***** Data section *****

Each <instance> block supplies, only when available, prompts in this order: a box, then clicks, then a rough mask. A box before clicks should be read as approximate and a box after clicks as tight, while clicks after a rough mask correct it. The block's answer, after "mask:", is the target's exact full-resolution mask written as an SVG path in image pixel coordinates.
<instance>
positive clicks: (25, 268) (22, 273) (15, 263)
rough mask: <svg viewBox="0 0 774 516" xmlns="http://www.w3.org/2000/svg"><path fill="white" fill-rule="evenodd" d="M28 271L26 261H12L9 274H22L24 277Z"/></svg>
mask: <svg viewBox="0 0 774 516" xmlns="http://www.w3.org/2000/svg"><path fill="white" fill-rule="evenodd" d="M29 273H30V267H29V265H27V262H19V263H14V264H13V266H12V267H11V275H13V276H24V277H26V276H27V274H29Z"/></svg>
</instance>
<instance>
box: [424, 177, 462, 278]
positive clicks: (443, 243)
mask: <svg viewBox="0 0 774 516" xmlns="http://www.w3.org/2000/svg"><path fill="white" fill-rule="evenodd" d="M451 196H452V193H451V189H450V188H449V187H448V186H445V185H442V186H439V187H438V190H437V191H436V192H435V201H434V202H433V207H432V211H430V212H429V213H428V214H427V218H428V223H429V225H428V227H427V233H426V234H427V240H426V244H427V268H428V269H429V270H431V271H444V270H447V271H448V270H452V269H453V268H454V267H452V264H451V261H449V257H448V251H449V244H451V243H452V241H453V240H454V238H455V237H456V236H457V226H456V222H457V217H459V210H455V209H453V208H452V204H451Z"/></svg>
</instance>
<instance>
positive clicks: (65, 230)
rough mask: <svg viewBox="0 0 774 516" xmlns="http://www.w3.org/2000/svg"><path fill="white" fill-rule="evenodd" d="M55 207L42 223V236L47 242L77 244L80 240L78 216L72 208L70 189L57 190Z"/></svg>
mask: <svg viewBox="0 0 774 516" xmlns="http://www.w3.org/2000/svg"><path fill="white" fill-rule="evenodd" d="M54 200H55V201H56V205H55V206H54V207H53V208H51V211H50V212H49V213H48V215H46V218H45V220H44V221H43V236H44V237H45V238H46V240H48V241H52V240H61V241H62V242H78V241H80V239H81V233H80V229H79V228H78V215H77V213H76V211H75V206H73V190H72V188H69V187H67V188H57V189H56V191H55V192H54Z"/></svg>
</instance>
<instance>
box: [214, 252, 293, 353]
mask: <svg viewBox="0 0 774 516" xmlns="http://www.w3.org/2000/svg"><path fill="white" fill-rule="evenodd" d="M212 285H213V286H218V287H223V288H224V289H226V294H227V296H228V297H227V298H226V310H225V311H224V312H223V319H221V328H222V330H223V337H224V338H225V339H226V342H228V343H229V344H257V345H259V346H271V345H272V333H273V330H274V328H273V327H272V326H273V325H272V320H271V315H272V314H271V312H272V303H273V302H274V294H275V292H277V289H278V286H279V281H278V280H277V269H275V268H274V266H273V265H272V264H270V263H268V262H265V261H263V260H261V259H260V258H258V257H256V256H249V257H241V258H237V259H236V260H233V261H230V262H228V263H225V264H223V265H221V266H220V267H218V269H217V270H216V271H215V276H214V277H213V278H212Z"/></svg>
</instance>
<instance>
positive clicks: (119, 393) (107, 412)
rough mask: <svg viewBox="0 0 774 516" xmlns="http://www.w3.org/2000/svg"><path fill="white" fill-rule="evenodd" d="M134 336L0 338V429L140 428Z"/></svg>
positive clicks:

*****

Count the lines in the rows above that contain the string "positive", treating case as significant. Reply with the number alone.

**Answer to the problem**
5